Please copy word for word the lines of the items below, starting with the line that holds "My supervisor asked me to locate the black and" and ending with the line that holds "xmin=33 ymin=142 xmax=44 ymax=148". Include both of those lines.

## Begin RAW RECORDS

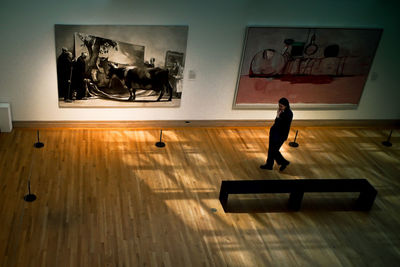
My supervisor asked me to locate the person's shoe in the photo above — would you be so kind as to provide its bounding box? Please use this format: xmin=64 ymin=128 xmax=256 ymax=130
xmin=279 ymin=161 xmax=290 ymax=172
xmin=260 ymin=164 xmax=272 ymax=170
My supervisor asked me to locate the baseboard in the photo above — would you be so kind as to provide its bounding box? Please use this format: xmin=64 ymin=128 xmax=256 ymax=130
xmin=13 ymin=120 xmax=400 ymax=129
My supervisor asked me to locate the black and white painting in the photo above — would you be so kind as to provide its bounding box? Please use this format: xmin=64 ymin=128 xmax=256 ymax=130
xmin=55 ymin=25 xmax=188 ymax=108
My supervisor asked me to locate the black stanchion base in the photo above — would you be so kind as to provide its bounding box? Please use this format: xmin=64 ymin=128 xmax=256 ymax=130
xmin=24 ymin=194 xmax=36 ymax=202
xmin=289 ymin=142 xmax=299 ymax=147
xmin=156 ymin=142 xmax=165 ymax=147
xmin=382 ymin=141 xmax=392 ymax=146
xmin=33 ymin=142 xmax=44 ymax=148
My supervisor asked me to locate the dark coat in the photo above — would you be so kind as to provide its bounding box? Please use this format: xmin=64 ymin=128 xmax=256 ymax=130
xmin=269 ymin=107 xmax=293 ymax=143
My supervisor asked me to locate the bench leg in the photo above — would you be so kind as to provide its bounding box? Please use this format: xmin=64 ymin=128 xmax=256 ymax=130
xmin=356 ymin=190 xmax=378 ymax=211
xmin=219 ymin=186 xmax=228 ymax=212
xmin=289 ymin=192 xmax=304 ymax=211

## End RAW RECORDS

= EXERCISE SOLUTION =
My supervisor asked me to locate the black and white painting in the photo above — would you be so kind as to provide its bounding box? Please use this format: xmin=64 ymin=128 xmax=256 ymax=130
xmin=55 ymin=25 xmax=188 ymax=108
My supervisor asked me to locate the black stanchion base in the photo above — would you be so kind as to provide its bounding box? Please use this format: xmin=64 ymin=128 xmax=256 ymax=130
xmin=24 ymin=194 xmax=36 ymax=202
xmin=289 ymin=142 xmax=299 ymax=147
xmin=156 ymin=142 xmax=165 ymax=147
xmin=382 ymin=141 xmax=392 ymax=146
xmin=33 ymin=142 xmax=44 ymax=148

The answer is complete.